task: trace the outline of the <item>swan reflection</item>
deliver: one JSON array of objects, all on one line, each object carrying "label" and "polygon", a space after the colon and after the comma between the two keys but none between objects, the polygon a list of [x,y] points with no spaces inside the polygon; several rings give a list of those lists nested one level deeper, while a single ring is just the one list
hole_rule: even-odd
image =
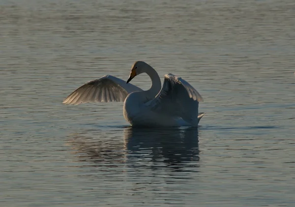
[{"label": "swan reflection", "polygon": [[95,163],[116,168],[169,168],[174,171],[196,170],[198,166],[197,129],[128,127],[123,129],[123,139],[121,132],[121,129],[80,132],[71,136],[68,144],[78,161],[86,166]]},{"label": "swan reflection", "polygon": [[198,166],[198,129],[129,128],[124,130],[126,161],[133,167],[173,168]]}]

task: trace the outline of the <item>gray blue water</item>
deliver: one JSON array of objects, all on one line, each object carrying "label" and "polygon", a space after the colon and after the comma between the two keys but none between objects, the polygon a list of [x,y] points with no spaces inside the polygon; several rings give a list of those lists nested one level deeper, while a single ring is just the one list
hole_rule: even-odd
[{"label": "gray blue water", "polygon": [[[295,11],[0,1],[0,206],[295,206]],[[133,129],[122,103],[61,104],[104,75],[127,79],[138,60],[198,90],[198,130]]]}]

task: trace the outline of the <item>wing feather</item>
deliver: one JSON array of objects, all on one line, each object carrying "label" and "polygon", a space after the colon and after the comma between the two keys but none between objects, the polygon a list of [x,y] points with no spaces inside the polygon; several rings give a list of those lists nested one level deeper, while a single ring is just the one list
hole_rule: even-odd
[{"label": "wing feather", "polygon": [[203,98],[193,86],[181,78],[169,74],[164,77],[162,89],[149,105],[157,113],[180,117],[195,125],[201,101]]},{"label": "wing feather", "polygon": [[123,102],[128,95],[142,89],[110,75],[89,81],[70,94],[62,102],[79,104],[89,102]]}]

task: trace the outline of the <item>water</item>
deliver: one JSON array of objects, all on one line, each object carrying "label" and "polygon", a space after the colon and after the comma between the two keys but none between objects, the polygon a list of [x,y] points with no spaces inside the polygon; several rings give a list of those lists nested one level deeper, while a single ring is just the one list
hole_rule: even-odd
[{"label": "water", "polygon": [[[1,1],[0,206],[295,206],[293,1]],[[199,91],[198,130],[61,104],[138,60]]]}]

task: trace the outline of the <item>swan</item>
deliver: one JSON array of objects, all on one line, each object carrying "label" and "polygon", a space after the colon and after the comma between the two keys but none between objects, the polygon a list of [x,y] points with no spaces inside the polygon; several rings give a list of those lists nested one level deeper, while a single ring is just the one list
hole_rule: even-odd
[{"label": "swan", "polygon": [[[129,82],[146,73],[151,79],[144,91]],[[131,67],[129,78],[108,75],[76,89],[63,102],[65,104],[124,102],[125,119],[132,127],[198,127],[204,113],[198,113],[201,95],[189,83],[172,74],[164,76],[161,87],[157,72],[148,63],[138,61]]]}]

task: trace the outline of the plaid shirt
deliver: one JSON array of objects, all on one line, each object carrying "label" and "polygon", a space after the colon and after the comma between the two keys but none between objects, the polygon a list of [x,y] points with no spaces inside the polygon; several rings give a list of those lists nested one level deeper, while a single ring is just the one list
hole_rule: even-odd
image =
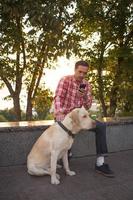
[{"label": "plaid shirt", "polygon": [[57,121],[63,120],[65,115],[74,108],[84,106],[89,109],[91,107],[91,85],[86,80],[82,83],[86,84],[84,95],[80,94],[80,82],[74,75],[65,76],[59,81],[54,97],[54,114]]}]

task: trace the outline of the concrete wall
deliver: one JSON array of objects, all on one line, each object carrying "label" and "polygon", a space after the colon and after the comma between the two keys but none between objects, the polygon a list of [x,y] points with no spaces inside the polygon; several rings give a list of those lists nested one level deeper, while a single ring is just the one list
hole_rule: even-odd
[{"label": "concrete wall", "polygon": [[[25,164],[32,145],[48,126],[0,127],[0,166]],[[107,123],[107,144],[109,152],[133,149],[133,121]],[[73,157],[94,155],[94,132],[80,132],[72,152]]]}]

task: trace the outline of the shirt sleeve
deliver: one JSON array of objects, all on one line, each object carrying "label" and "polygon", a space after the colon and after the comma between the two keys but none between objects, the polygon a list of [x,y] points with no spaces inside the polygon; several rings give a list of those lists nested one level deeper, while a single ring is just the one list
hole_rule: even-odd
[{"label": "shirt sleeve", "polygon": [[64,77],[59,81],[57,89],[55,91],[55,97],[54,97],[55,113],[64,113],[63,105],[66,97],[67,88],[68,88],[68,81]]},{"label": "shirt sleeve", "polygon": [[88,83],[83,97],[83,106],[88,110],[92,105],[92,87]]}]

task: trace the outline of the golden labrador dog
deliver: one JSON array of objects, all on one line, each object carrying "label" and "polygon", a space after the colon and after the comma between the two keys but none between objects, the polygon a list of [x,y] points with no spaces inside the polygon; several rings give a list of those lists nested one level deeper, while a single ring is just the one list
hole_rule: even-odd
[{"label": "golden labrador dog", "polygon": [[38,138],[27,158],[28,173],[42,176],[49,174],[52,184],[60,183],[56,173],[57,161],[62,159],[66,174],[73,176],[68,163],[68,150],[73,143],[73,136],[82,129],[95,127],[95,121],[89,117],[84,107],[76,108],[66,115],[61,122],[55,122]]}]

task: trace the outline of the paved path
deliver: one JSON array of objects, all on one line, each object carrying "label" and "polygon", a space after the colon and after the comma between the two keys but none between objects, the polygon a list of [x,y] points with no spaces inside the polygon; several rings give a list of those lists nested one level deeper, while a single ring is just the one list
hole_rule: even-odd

==============================

Return all of the records above word for word, line for line, and leave out the pictures.

task: trace the outline of the <item>swan reflection</item>
deliver: one JSON array of objects, all on one line, each object carrying "label" and "polygon", a space after the colon and after the comma between the two keys but none between objects, the polygon a list of [x,y] points with no spaces inside the polygon; several rings give a list of those lists nested one level deeper, while a single ring is just the one list
hole_rule: even-odd
image =
[{"label": "swan reflection", "polygon": [[95,163],[116,168],[169,168],[174,171],[196,170],[198,166],[197,129],[128,127],[123,129],[123,139],[121,132],[121,129],[80,132],[71,136],[68,144],[78,161],[86,166]]},{"label": "swan reflection", "polygon": [[198,166],[198,129],[129,128],[124,130],[126,161],[133,167],[173,168]]}]

task: trace the outline of the <item>gray blue water</item>
deliver: one JSON array of objects, all on one line, each object carrying "label" and "polygon", a space after the colon and after the comma between the two keys but none between objects, the polygon a list of [x,y] points with no spaces inside the polygon; several rings give a list of those lists nested one level deeper, while a single ring is just the one list
hole_rule: even-odd
[{"label": "gray blue water", "polygon": [[[295,11],[0,1],[0,206],[295,206]],[[133,129],[122,103],[61,104],[104,75],[127,79],[138,60],[198,90],[198,130]]]}]

task: trace the outline of the <item>wing feather</item>
deliver: one JSON array of objects, all on one line, each object carrying "label" and "polygon", a space after the colon and after the comma between the two keys but none between objects, the polygon a list of [x,y] points with no spaces inside the polygon; several rings give a list of those lists nested one level deeper, while a single ring is just the one list
hole_rule: even-odd
[{"label": "wing feather", "polygon": [[203,98],[193,86],[181,78],[169,74],[164,77],[162,89],[149,105],[157,113],[180,117],[195,125],[201,101]]},{"label": "wing feather", "polygon": [[123,102],[128,95],[142,89],[110,75],[89,81],[70,94],[62,102],[79,104],[89,102]]}]

task: trace the outline of the <item>water</item>
deliver: one JSON array of objects, all on one line, each object carrying "label" and "polygon", a space after the colon and after the comma between the two keys but none between objects, the polygon a list of [x,y] points with no spaces inside the polygon; several rings give a list of those lists nested one level deeper, while a single ring is just the one list
hole_rule: even-odd
[{"label": "water", "polygon": [[[1,1],[0,206],[295,206],[293,1]],[[199,91],[198,130],[61,104],[138,60]]]}]

task: trace the outline of the <item>swan</item>
deliver: one JSON array of objects, all on one line, each object carrying "label" and "polygon", a space after the colon and after the comma between the two keys but none between objects, the polygon a list of [x,y] points with no spaces inside the polygon; several rings give a list of those lists nested one level deeper, while a single ring is just the one list
hole_rule: even-odd
[{"label": "swan", "polygon": [[[129,82],[146,73],[151,79],[144,91]],[[131,67],[129,78],[108,75],[76,89],[63,102],[65,104],[124,102],[125,119],[132,127],[198,127],[204,113],[198,113],[201,95],[189,83],[172,74],[164,76],[161,87],[157,72],[148,63],[138,61]]]}]

task: trace the outline of the plaid shirt
deliver: one JSON array of objects, all on one line, each object carrying "label" and "polygon", a space after the colon and after the comma between the two keys but none between objects, the polygon a list of [x,y] points with no spaces inside the polygon; several rings give a list of those lists nested one level deeper, while a single ring is just the one list
hole_rule: even-odd
image =
[{"label": "plaid shirt", "polygon": [[57,121],[63,120],[65,115],[74,108],[84,106],[89,109],[91,107],[91,85],[86,80],[82,83],[86,84],[84,95],[80,94],[80,82],[74,75],[65,76],[59,81],[54,97],[54,114]]}]

task: trace the outline of the concrete wall
deliver: one JSON array of objects, all on one line, each object carrying "label" and "polygon", a space after the colon and after the comma between the two keys but none between objects, the polygon a list of [x,y] points with no spaces inside the polygon; several rings give a list of those lists nested one level deeper, while a single ring is just the one list
hole_rule: even-odd
[{"label": "concrete wall", "polygon": [[[25,164],[32,145],[48,126],[0,127],[0,166]],[[107,123],[107,144],[109,152],[133,149],[133,121]],[[73,157],[94,155],[94,132],[80,132],[72,152]]]}]

task: trace the outline of the shirt sleeve
deliver: one JSON array of objects, all on one line, each object carrying "label" and "polygon", a space after the colon and after the comma between the two keys but none between objects, the polygon a list of [x,y] points with no spaces inside the polygon; several rings give a list of those lists nested one level deeper, while a single ring is just the one list
hole_rule: even-odd
[{"label": "shirt sleeve", "polygon": [[64,77],[59,81],[57,89],[55,91],[55,97],[54,97],[55,113],[64,113],[63,105],[66,97],[67,88],[68,88],[68,81]]},{"label": "shirt sleeve", "polygon": [[88,83],[83,97],[83,106],[88,110],[92,105],[92,87]]}]

task: trace the outline of the golden labrador dog
deliver: one JSON array of objects, all on one line, each object carrying "label" and "polygon", a space after the colon and after the comma between the two keys but none between objects, the polygon a list of [x,y] points with no spaces inside the polygon; several rings give a list of those lists nested one level deeper, while a single ring is just the one list
hole_rule: even-odd
[{"label": "golden labrador dog", "polygon": [[38,138],[27,158],[28,173],[42,176],[49,174],[52,184],[60,183],[56,173],[57,161],[62,159],[66,174],[73,176],[68,163],[68,150],[73,143],[73,136],[82,129],[95,127],[95,121],[89,117],[84,107],[76,108],[66,115],[61,122],[55,122]]}]

task: trace the outline of the paved path
deliver: one JSON array of objects, all on one line, each object carrying "label" and "polygon", a space after the colon and after the comma between the two keys but none between objects, the polygon a list of [x,y] points with no spaces inside the polygon; several rings give a list of those lists nested one level deeper, while a single ring is just the one list
hole_rule: even-odd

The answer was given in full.